Items from a labeling collection
---+---

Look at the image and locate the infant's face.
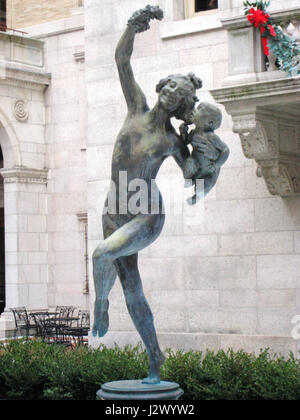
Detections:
[193,104,212,129]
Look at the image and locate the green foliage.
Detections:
[244,1,271,15]
[269,26,300,76]
[0,341,300,400]
[244,1,300,76]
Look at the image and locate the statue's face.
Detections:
[159,77,195,122]
[193,104,214,129]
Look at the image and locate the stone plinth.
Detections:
[97,380,183,400]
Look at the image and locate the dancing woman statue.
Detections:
[93,6,218,384]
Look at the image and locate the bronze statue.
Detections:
[93,6,229,384]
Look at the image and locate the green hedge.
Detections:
[0,341,300,400]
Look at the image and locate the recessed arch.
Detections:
[0,108,22,169]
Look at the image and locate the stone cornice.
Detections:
[210,76,300,103]
[0,166,48,184]
[0,64,51,91]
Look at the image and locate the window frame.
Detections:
[184,0,219,19]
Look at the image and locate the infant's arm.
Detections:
[213,134,230,168]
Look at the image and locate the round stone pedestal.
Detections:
[97,380,183,400]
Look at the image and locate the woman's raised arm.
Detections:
[115,6,163,115]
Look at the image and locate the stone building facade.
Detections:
[0,0,300,353]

---+---

(Exercise aim) Rewrite everything from the line containing "Look at the image and locate the stone cornice." down to the end of the material, replacing "Detections" with "Bounding boxes" and changing nothing else. Return only those lines.

(Result below)
Look at the image and locate the stone cornice.
Bounding boxes:
[210,76,300,103]
[0,166,48,184]
[0,64,51,91]
Look at the image and locate the window frame.
Bounding boxes:
[184,0,219,19]
Look at the image and locate the infant's arm.
Bounding boxes:
[213,134,230,168]
Look at the image and locate the round stone pedestal.
Bounding boxes:
[97,380,183,400]
Look at the image and locate the woman's raised arm.
Bounding boxes:
[115,6,163,115]
Look at the image and locate the stone building facade.
Bounding boxes:
[0,0,300,353]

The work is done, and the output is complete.